**Requirements:**
Reproduce all of the rows below verbatim, keeping every line unchanged.

(Stored dataset items)
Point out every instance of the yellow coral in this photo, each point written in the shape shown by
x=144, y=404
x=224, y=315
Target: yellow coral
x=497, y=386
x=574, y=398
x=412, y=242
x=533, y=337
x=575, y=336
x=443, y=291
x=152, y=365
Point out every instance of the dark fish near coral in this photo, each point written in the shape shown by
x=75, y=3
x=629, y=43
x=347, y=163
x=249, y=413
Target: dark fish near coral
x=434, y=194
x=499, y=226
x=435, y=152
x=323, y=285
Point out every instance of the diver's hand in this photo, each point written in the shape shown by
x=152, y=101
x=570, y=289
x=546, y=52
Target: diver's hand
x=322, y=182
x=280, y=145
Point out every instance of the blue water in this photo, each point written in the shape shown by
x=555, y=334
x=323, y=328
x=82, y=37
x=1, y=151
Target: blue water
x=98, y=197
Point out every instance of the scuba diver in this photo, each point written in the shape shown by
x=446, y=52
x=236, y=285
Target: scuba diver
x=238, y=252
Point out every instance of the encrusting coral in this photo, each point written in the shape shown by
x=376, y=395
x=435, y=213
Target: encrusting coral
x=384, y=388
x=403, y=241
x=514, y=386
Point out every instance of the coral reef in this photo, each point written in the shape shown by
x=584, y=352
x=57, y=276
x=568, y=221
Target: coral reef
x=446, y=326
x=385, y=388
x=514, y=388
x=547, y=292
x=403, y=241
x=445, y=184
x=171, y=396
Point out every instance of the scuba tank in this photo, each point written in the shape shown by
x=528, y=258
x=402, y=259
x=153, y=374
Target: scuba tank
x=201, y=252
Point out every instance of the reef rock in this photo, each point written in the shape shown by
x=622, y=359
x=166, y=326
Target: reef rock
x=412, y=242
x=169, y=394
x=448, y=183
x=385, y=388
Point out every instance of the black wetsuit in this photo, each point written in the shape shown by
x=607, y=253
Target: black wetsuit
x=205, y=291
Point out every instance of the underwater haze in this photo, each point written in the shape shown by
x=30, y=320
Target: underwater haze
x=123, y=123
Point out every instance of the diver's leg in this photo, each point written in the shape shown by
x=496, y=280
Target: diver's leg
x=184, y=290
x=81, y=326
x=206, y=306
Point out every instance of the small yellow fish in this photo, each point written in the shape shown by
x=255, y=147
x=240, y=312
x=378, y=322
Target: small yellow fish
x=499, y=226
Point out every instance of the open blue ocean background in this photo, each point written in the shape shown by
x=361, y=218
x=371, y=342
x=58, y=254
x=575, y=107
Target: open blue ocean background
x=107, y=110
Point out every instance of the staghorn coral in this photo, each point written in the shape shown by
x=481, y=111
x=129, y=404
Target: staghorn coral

**Solution to the problem:**
Point out every instance of the yellow coral in this photo, each point written in the shape shown by
x=144, y=404
x=224, y=315
Target: yellow coral
x=497, y=386
x=574, y=398
x=412, y=242
x=533, y=337
x=575, y=336
x=443, y=291
x=152, y=365
Point out every instance of the dark fish near coral in this photo, each point written in the shape shown by
x=75, y=3
x=629, y=43
x=347, y=163
x=249, y=413
Target: dark fish near coral
x=434, y=194
x=499, y=226
x=435, y=152
x=323, y=285
Point out every instance of the diver's hand in this photo, each point written in the shape shown by
x=152, y=101
x=570, y=289
x=546, y=52
Target: diver's hand
x=322, y=182
x=280, y=145
Point out every instance of the blue water in this photo, each point written in the shape shown by
x=555, y=334
x=323, y=328
x=82, y=37
x=1, y=151
Target: blue water
x=98, y=197
Point out every instance of the scuba diver in this photo, each point written in the shape shown by
x=446, y=52
x=236, y=285
Target: scuba diver
x=238, y=252
Point out every instance of the encrusting coral in this photo, each point written in the shape shown by
x=376, y=395
x=435, y=213
Target: encrusting coral
x=384, y=388
x=403, y=241
x=514, y=386
Point out every instance of the coral reef in this photo, each point written in the shape shown by
x=584, y=352
x=57, y=276
x=568, y=221
Target: coral reef
x=446, y=326
x=385, y=388
x=514, y=388
x=547, y=292
x=403, y=241
x=445, y=184
x=171, y=396
Point out every instance of the scuba tank in this photo, each point written in the shape shown by
x=528, y=258
x=402, y=259
x=153, y=374
Target: scuba tank
x=201, y=252
Point out every instance of the reef rock in this photo, each point written in the shape shown by
x=622, y=359
x=166, y=326
Target: reef rock
x=412, y=242
x=169, y=394
x=448, y=183
x=385, y=388
Point out every instance of the black wetsuit in this photo, each point written in the shape shown by
x=607, y=253
Target: black wetsuit
x=205, y=291
Point out every instance of the underwater haze in this photo, each point written in the shape shown by
x=30, y=320
Target: underwater haze
x=123, y=123
Point out every instance of the diver's leg in this photo, each point written in the shape shown by
x=496, y=280
Target: diver's leg
x=184, y=290
x=81, y=326
x=206, y=306
Point out every instance of the small yellow fish in this photo, each point written in the shape shown by
x=255, y=147
x=240, y=312
x=378, y=322
Target: small yellow fish
x=499, y=226
Point out every instance of the open blue ocean background in this photo, each point written in the shape shown by
x=361, y=218
x=371, y=342
x=58, y=254
x=575, y=107
Target: open blue ocean background
x=107, y=110
Point out every instance of the staghorn coral in this photo, each point written in the shape shown by
x=481, y=111
x=129, y=404
Target: staghorn coral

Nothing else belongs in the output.